# DATA PROVIDED

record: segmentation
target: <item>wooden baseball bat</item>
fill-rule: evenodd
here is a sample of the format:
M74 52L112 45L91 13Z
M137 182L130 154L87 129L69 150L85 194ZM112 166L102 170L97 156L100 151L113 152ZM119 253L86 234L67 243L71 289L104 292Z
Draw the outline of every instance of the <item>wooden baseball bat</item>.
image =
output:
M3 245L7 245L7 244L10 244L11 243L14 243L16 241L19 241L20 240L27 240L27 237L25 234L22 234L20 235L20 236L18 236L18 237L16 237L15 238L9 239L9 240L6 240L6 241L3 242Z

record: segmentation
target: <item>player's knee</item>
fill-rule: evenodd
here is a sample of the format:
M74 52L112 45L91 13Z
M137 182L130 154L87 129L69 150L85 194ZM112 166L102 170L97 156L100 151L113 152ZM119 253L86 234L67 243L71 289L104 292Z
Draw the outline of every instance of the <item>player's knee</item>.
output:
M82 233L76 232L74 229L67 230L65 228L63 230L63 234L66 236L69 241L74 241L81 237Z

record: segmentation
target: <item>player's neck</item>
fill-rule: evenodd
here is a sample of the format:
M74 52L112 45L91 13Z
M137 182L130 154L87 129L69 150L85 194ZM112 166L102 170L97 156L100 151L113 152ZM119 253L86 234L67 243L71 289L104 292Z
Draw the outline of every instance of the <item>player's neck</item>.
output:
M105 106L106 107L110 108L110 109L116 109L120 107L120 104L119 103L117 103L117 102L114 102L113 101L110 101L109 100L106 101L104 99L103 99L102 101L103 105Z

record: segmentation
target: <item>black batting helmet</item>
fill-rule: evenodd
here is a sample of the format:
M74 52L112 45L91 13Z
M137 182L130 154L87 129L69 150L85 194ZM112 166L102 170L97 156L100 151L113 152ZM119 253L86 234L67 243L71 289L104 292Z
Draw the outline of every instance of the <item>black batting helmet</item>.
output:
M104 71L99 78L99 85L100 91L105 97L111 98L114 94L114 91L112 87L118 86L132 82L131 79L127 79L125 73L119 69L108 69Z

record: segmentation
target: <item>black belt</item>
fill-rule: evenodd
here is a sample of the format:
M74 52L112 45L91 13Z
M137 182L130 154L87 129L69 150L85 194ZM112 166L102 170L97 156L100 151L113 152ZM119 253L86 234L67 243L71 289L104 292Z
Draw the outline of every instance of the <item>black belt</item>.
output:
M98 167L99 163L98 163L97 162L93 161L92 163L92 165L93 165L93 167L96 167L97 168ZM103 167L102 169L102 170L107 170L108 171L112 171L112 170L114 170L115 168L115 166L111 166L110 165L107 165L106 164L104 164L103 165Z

# INSTRUCTIONS FOR THE TASK
Copy all of the material above, character for character, from the first line through the last.

# SOLUTION
record: segmentation
target: <item>wooden baseball bat</item>
fill-rule: evenodd
here is a sample of the format:
M74 52L112 45L91 13Z
M137 182L130 154L87 129L69 150L85 194ZM112 166L102 170L97 156L100 151L113 152ZM119 253L86 234L67 243L71 289L104 292Z
Draw the outline of every instance of the <item>wooden baseball bat</item>.
image =
output:
M3 245L7 245L7 244L10 244L11 243L14 243L16 241L19 241L20 240L27 240L27 237L25 234L22 234L20 235L20 236L18 236L18 237L16 237L15 238L9 239L9 240L6 240L6 241L3 242Z

record: segmentation
target: <item>player's knee</item>
fill-rule: evenodd
here is a sample of the format:
M74 52L112 45L91 13Z
M137 182L130 154L87 129L69 150L85 194ZM112 166L102 170L97 156L100 151L113 152ZM119 253L86 234L67 243L71 289L104 292Z
Draw the outline of every instance of the <item>player's knee</item>.
output:
M82 233L76 232L74 229L67 230L65 228L63 230L63 234L66 236L69 241L74 241L81 237Z

record: segmentation
target: <item>player's neck</item>
fill-rule: evenodd
here is a sample of the format:
M74 52L112 45L91 13Z
M137 182L130 154L87 129L69 150L85 194ZM112 166L102 170L97 156L100 151L113 152ZM119 253L86 234L67 243L71 289L104 292Z
Draw the outline of every instance of the <item>player's neck</item>.
output:
M105 106L106 107L110 108L110 109L116 109L120 107L120 104L119 103L117 103L117 102L114 102L113 101L110 101L109 100L106 101L104 99L103 99L102 101L103 105Z

record: segmentation
target: <item>black batting helmet</item>
fill-rule: evenodd
here is a sample of the format:
M74 52L112 45L91 13Z
M137 182L130 154L87 129L69 150L85 194ZM112 166L102 170L97 156L100 151L113 152ZM119 253L86 234L67 243L71 289L104 292Z
Draw the outline of every instance of the <item>black batting helmet</item>.
output:
M104 71L99 78L99 85L100 91L105 97L111 98L114 94L114 91L112 87L118 86L132 82L131 79L127 79L125 73L119 69L108 69Z

record: segmentation
target: <item>black belt</item>
fill-rule: evenodd
here is a sample of the format:
M74 52L112 45L91 13Z
M137 182L130 154L87 129L69 150L85 194ZM112 166L102 170L97 156L100 151L113 152ZM119 253L86 234L67 243L71 289L104 292Z
Draw the outline of every instance of the <item>black belt</item>.
output:
M98 167L99 163L98 163L97 162L93 161L92 163L92 165L93 165L93 167L96 167L97 168ZM103 167L102 169L102 170L107 170L108 171L112 171L112 170L114 170L115 168L115 166L111 166L110 165L107 165L106 164L104 164L103 165Z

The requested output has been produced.